(Beginning of EXERCISE INPUTS)

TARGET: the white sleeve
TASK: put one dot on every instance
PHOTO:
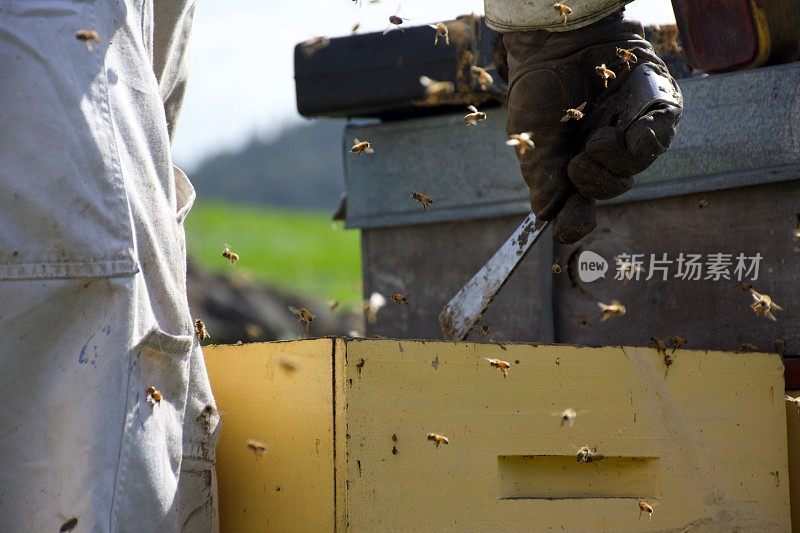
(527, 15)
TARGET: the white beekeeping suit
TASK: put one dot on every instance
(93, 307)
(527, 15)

(End of EXERCISE INPUTS)
(Beginning of EXERCISE INPUTS)

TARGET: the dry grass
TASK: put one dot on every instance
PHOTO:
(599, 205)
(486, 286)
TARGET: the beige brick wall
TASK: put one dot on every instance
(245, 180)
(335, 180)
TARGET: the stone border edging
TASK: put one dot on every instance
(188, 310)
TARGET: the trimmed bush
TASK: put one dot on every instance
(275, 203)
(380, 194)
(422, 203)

(End of EXERCISE INPUTS)

### PROBLEM:
Which of the lines in the data contain the string "white"? Return each one.

### ANSWER AREA:
TARGET: the white sleeve
TARGET: the white beekeeping suit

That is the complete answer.